◆ **O que fazer**:
Transcreva sem nenhuma alteração o trecho que começa na linha que contém "trace target=concrete pole" e termina na linha que contém "[[[431,0],[431,57],[463,59],[463,0]]]", incluindo as duas.
────────────────
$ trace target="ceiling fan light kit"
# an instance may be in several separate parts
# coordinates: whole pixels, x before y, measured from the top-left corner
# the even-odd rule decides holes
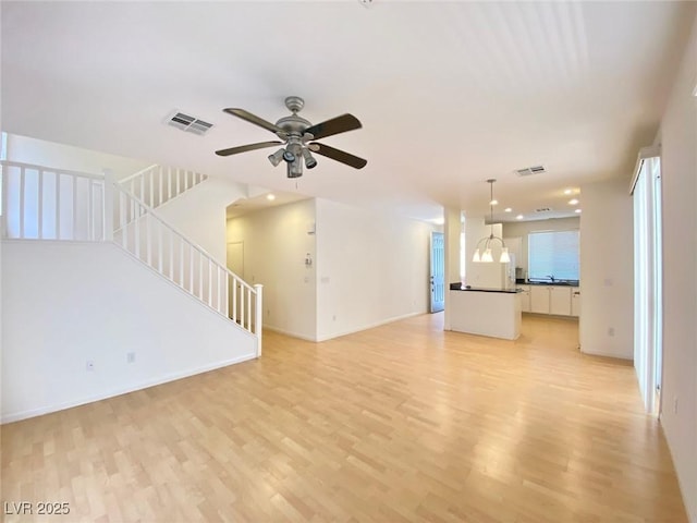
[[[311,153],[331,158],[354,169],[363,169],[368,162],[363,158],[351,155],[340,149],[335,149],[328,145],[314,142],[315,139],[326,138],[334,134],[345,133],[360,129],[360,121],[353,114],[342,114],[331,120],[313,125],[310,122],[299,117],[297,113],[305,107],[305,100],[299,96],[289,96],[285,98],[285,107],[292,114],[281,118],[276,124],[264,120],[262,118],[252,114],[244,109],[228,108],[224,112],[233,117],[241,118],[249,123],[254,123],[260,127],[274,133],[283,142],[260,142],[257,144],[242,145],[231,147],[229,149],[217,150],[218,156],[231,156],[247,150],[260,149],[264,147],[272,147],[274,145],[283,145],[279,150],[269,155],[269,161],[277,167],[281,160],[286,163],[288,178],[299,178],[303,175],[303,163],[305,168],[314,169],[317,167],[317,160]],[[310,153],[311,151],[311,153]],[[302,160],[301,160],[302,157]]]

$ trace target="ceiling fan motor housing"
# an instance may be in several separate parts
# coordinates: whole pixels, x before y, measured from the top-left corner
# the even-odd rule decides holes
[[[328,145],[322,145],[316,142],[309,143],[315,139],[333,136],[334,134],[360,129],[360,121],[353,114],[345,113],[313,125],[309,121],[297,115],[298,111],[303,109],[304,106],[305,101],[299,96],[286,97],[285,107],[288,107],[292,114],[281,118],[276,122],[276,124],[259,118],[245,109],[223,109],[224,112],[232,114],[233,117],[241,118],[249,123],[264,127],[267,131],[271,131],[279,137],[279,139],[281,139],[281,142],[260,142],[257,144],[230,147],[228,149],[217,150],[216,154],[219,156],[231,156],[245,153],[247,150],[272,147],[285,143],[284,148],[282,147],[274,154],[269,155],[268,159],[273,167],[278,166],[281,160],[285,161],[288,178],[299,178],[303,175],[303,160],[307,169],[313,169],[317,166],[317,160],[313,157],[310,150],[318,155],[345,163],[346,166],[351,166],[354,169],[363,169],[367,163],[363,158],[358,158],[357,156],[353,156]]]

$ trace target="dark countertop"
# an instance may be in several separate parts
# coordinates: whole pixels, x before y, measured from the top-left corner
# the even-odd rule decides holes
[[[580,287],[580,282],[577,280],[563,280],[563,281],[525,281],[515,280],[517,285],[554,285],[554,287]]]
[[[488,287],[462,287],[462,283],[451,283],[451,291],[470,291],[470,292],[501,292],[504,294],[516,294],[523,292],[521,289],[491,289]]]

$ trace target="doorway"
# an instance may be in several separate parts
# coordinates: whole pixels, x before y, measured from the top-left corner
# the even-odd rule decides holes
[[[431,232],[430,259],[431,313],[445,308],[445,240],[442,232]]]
────────────────
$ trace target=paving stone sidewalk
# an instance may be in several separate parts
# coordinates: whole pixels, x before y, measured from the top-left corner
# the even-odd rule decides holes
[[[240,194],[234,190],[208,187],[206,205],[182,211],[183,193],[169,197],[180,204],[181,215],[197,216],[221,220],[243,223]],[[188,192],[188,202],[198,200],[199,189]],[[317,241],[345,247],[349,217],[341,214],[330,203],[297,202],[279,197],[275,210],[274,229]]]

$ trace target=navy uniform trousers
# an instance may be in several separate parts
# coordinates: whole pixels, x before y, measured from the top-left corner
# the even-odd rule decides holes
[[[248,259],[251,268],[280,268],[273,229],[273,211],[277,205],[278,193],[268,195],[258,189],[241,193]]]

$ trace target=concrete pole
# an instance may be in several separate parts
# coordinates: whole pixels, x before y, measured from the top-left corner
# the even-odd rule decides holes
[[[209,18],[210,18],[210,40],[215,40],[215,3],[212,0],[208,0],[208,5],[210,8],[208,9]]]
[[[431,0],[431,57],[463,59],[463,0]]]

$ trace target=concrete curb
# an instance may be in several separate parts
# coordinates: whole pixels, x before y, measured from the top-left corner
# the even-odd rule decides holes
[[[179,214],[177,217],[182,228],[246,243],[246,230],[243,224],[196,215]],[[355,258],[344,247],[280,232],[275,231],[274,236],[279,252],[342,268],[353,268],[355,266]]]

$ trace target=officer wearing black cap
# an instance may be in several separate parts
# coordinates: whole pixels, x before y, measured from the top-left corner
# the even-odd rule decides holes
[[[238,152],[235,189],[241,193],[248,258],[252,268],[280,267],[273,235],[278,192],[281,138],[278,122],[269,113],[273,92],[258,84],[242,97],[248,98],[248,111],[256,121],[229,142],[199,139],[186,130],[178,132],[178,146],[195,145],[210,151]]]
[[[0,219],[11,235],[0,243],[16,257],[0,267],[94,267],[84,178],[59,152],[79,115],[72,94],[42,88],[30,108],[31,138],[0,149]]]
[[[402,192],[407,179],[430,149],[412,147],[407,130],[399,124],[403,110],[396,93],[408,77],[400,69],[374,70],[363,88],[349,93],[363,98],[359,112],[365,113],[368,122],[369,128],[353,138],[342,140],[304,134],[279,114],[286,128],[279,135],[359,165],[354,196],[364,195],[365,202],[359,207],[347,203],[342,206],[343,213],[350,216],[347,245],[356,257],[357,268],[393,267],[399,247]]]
────────────────
◆ **Resposta**:
$ trace target=concrete pole
# an instance may be in several separate parts
# coordinates: whole pixels, x before y, measured from the top-left corner
# the even-odd rule decides holes
[[[209,18],[210,18],[210,40],[215,40],[215,3],[212,0],[208,0],[208,5],[210,8],[208,9]]]
[[[431,0],[431,57],[463,59],[463,0]]]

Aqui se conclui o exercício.